• **DOCUMENT SECTION**:
Hurricane Damage In Puerto Rico Affecting Health Care Industry

SIOUX FALLS, S.D. – Health care providers nationwide are concerned about a shortage of IV bag solution. One of the major manufacturers of the saline solution, Baxter, is located in Puerto Rico where Hurricane Maria wreaked havoc more than one month ago. The company suffered minimal damage, but did lose multiple production days, disrupting their shipments. That includes shipments that would be heading here to Sioux Falls.

“I don’t recall any shortage of this magnitude in my career,” says Pharmacy Clinical Manager with Sanford Health Tyler Turek.

For the past three weeks, the pharmacy has seen a decrease in the amount of IV fluids available.

“The IV solutions that are on a shortage range anywhere from normal saline, dextrose, lactated ringer’s,” explains Turek.

Turek says the solution is needed for critical trauma, surgical and chemo patients; as well as to re-hydrate patients with the flu or another sickness.

“It’d be every single patient virtually that crosses the threshold at Sanford is affected by the shortages,” says Turek.

• **SUPPLIED DATA**:

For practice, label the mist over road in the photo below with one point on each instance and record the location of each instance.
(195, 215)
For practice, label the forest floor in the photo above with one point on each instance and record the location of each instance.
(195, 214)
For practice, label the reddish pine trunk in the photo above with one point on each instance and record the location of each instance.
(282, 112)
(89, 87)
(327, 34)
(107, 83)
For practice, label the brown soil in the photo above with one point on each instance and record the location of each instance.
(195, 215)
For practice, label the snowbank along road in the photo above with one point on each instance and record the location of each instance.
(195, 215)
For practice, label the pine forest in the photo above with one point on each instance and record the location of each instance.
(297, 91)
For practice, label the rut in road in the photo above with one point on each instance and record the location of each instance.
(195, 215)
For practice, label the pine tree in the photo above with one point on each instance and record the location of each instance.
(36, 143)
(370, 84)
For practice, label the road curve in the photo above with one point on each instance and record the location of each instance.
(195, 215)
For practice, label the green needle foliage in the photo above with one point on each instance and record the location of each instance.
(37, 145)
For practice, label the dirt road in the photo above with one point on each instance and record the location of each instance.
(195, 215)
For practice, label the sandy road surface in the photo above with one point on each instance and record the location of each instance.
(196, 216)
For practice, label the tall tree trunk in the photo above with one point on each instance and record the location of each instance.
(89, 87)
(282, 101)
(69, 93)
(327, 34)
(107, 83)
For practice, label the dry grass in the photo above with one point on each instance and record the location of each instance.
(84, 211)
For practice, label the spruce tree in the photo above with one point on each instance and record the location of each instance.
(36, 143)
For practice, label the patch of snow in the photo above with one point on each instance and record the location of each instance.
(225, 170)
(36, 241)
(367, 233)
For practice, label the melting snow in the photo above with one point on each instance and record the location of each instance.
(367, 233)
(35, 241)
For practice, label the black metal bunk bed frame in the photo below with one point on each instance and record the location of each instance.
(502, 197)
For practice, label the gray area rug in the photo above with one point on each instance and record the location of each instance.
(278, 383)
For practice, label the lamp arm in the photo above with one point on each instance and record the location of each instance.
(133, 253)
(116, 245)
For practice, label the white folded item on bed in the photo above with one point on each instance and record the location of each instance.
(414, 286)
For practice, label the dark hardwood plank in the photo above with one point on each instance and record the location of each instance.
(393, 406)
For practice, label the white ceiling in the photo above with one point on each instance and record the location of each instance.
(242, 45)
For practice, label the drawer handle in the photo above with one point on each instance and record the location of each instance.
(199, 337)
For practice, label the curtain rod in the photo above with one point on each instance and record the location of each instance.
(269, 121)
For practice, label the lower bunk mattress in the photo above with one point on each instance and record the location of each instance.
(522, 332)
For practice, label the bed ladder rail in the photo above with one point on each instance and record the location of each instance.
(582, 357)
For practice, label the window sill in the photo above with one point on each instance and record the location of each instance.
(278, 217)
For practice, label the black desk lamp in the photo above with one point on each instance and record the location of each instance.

• **PARTS OF THE EXERCISE**:
A. Rewrite the article on the IV fluid shortage between "Hurricane Damage In" and "to Sioux Falls.", inclusive, with "Hurricane Maria" replaced by "the storm".
B. Answer these questions using the article on the IV fluid shortage:
(i) Where is the saline manufacturer Baxter located?
(ii) For how long has the pharmacy seen a decrease in available IV fluids?
(iii) What position does Tyler Turek hold?

• **RESPONSES PER TASK**:
A.
Hurricane Damage In Puerto Rico Affecting Health Care Industry

SIOUX FALLS, S.D. – Health care providers nationwide are concerned about a shortage of IV bag solution. One of the major manufacturers of the saline solution, Baxter, is located in Puerto Rico where the storm wreaked havoc more than one month ago. The company suffered minimal damage, but did lose multiple production days, disrupting their shipments. That includes shipments that would be heading here to Sioux Falls.

B.
(i) Puerto Rico
(ii) The past three weeks
(iii) Pharmacy Clinical Manager with Sanford Health